• **Source passage**
I became a Biden supporter early in 2020, when the more progressive candidates moved so far to the left competing for base voters that I felt they would lose the general election. One of my concerns about him at the time was with his lack of message discipline. Ugh.
It was certainly a stupid error. But keep in mind that the war in Ukraine, and the sanctions for war criminality are partially separate issues, and should have different negotiations. Ukraine alone should negotiate an end to the war; but sanctions negotiation terms should at least begin by including delivery of Putin to the Hague.
You seem oblivious to the fact that Putin should not remain in power because he is a murderous, butchering thug who has endangered the entire world as well as destroyed large chunks of Ukraine for no reason other than his ego and that he controls nuclear weapons. And Biden does have a domestic audience that he must appease and that domestic audience is much more reckless than the Biden administration. The truth is that Putin has lost his war of choice and as long as the west keeps up the sanctions and resists the urge to directly confront Russia, Ukraine will prevail and all of NATO will be strengthened. Putin is as bad a leader for Russia as Trump and W were for the U.S.
I agree that Biden has a domestic audience to appease, but deciding when to pander and when to lead is critical. Biden has rightly resisted calls for a no fly zone which (I believe) polled well. He should resist damaging anti-Putin rhetoric as well.
On sanctions, allowing Russia back into the world trading system is perhaps the largest carrot we have to offer in negotiations, it is arguably critical for allowing a post-Putin Russia to evolve in a democratic direction and avoid becoming a permanent kleptocracy, but sanctions are an easy issue for Members of Congress to demagogue. Biden shouldn’t make this easier.
Finally, remember that these were unscripted remarks. Biden had an opportunity to think calmly and strategically about his messaging, then he got in front of a microphone and went rogue.
Exactly. This was an unforced political error on Biden’s part, and the walk-back was transparently lame.
Calls for regime change brought us the US invasion and military occupation of Iraq, which catalyzed the formation of ISIL/Daesh. Biden knows this and knows it’s bad optics.
Eric Kramer is exactly correct on this except for perhaps the why Ordinary Joe chose this inopportune time to speak honestly off the cuff.
We just got home from a funeral service in Springfield, VA. The 94 year old matriarch of ultra-conservative family passed last week and she was the mother of my wife’s oldest surviving sister’s husband. So, I spent the day yesterday in the bosom of mainstream Christian conservatives and their defense contractor sons and grandsons. The one granddaughter writes business press releases in NYC, but the boys all play with tanks and aerospace toys, including the eldest son that is a congressional lobbyist for General Dynamics. These were Trump people, not Biden supporters and they lived and breathed in a stratified, purified, insular world of money and politics. My wife cut me off short when I began to talk politics with them. She may have prevented WW-III on her own.

• **Extracted entries**
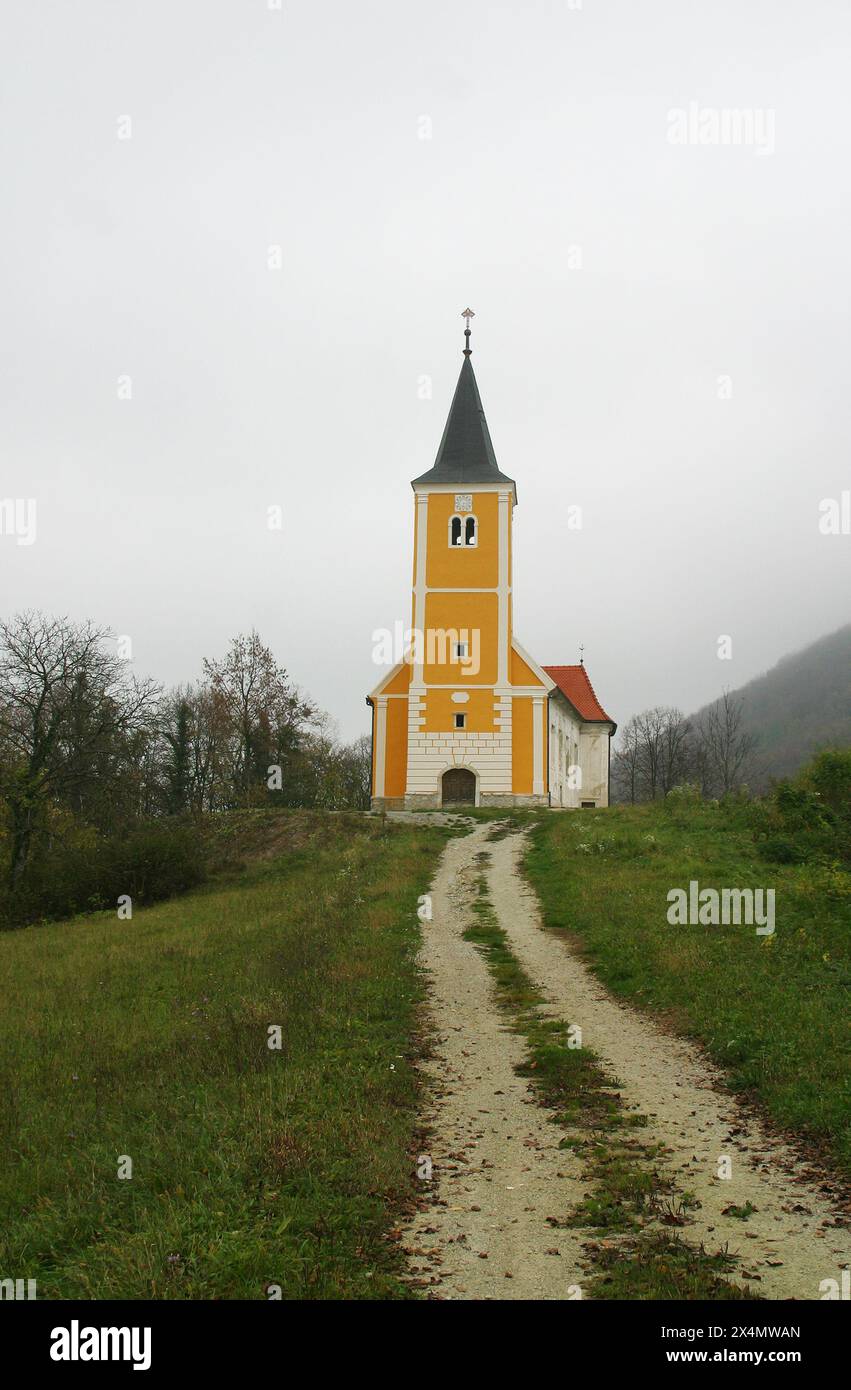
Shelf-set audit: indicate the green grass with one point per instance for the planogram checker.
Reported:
==
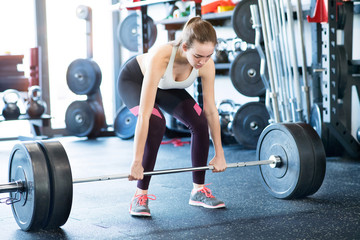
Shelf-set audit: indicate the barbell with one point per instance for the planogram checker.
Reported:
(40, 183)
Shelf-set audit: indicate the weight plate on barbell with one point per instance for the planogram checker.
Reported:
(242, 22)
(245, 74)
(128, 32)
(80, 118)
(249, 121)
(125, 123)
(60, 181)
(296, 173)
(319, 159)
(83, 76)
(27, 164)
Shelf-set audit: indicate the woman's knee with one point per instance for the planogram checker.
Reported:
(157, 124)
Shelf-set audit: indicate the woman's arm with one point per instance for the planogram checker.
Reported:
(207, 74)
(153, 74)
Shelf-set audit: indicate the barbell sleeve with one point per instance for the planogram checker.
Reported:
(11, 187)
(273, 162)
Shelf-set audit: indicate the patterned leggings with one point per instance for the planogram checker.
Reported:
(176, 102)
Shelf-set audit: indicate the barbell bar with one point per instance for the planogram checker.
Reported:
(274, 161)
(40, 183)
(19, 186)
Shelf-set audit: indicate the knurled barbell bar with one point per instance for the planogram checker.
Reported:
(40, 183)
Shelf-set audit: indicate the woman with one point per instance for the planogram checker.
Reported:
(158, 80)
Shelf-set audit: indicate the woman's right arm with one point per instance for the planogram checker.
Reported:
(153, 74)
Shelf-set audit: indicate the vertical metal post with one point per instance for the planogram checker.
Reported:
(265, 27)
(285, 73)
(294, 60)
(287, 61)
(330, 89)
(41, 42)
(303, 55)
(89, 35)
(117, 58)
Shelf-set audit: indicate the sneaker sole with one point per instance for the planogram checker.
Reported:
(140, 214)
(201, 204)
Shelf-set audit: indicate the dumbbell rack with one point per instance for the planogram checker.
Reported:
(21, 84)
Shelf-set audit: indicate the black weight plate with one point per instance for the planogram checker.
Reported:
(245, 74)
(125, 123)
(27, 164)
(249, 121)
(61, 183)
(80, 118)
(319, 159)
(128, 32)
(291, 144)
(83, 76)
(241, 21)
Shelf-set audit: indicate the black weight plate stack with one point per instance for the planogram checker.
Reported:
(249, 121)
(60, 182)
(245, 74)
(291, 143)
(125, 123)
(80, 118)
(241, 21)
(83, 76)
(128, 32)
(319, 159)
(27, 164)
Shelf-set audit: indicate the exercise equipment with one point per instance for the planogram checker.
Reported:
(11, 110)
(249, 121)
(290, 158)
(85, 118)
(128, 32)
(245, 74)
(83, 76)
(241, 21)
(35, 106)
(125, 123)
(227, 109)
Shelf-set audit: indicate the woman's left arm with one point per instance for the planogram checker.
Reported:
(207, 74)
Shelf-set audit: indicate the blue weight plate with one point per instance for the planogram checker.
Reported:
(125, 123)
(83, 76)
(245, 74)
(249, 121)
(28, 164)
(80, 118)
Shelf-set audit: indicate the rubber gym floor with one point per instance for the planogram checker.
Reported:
---
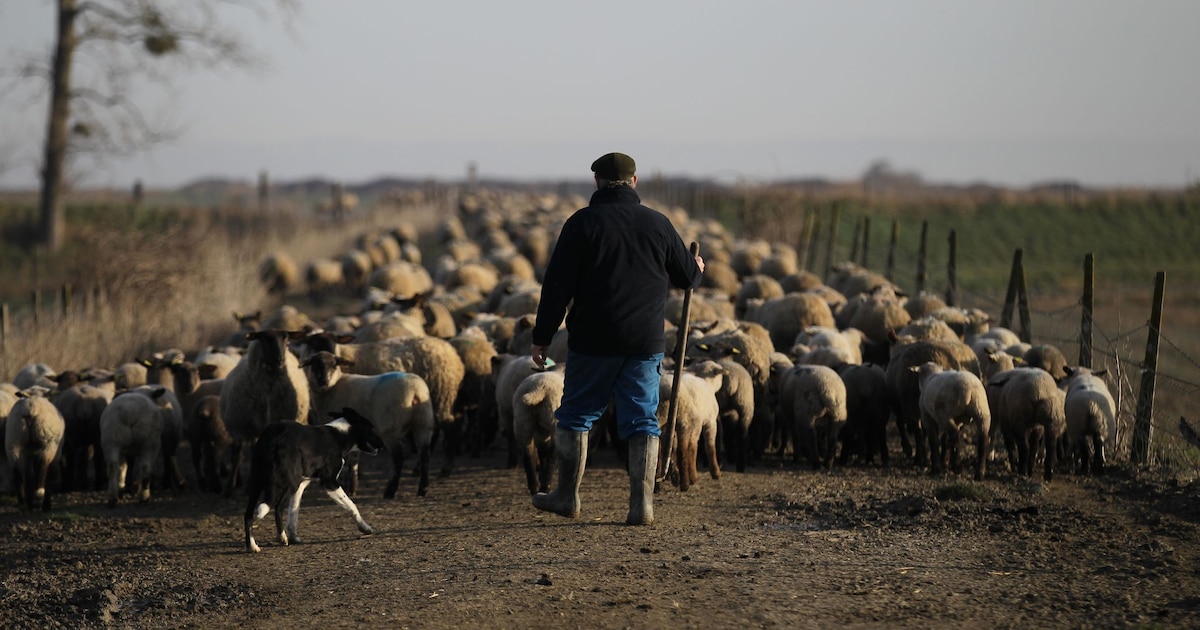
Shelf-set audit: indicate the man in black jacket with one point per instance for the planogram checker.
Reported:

• **What you need to do**
**1.** Answer these from the comments on Biden and Putin, one line each:
(a) When did the first commenter become a Biden supporter?
(b) What call has Biden resisted that a commenter believes polled well?
(c) In what place was the funeral service held?
**2.** Turn the paragraph in the comments on Biden and Putin that begins "On sanctions, allowing Russia back" into a short bulleted list that keeps its main points.
**3.** Carry the comments on Biden and Putin further, picking up right after their final sentence.

• **Results for the exercise**
**1.**
(a) Early in 2020.
(b) Calls for a no fly zone.
(c) Springfield, VA.

**2.**
- Letting Russia back into the world trading system may be the largest carrot available in negotiations.
- It is arguably critical for helping a post-Putin Russia move in a democratic direction and avoid becoming a permanent kleptocracy.
- Sanctions are an easy issue for Members of Congress to demagogue.
- Biden shouldn't make this easier.

**3.**
Ordinary Joe was born and raised in Scranton, Pennsylvania and transplanted with his family when he was ten years old to New Castle, Delaware in 1953. Coal miners, manufacturing workers, and farmers are a different breed of Christians than the ones that sell war machines.
Somewhere deep inside of each of us is the child that developed shaped by their own surroundings with responses formed by the character that was molded before we became “independent” adults. From his formative years spent amidst communities of mostly blue collar workers, then Ordinary Joe grew up with a penchant for honesty and sincerity that served him better during elections than as a political leader. So, Joe Biden is only a half-baked politician, but what other choice did he have? Certainly there is no place for that kind of character in congressional lobbying or defense contracting.
I don’t think the US wants the war to escalate, but I’m afraid they don’t want it to end anytime soon, either. A proxy war with Russia in Ukraine, with Ukrainians (and Russians) doing the fighting and dying, might be fine. We might not be so much helping Ukrainians as using them. The longer it goes on, the more Russia is weakened, might be the reasoning. And the US’s primary purpose I think is to weaken Russia. It can’t have anything to do with opposition to aggression or respect for democracy. The US has committed aggression against many countries (killing a lot more people than Putin has), and supported aggression by others, and overthrown or helped to overthrow many democracies whose winners were not to our liking.
Mike B.,
When you wrote “I don’t think the US wants the war to escalate, but I’m afraid they don’t want it to end anytime soon, either,” then I do not believe you were referring to the general public sentiment on this issue. So, then to what institutional arrangements are you referring? POTUS is one thing, Pentagon another, military industrial complex lobbyists and their pet congressmen another, the Council on Foreign Relations another, and then there is still the larger private interests and ideologues reflected in the Trilateral Commission et al.
Just wondering?
I was referring to Biden and the people whose advice he’s taking.
Mike:
Been a while. Hope all is well by you.
“The US has committed aggression against many countries (killing a lot more people than Putin has), and supported aggression by others, and overthrown or helped to overthrow many democracies whose winners were not to our liking.”
Are we comparing nations with this statement or a nation against “one” person? Biden has been around since the nineties. I guess we could check how he voted on certain acts, bills, initiatives, etc. involving war or acts of physical aggression.
No one wants an escalated war between the two global giants. Amassing 100,000 troops on the border of a country is not necessarily an act of peace either. There was no way the US was going to be directly involved in this war. I am surprised the jets have not magically appeared in Ukraine.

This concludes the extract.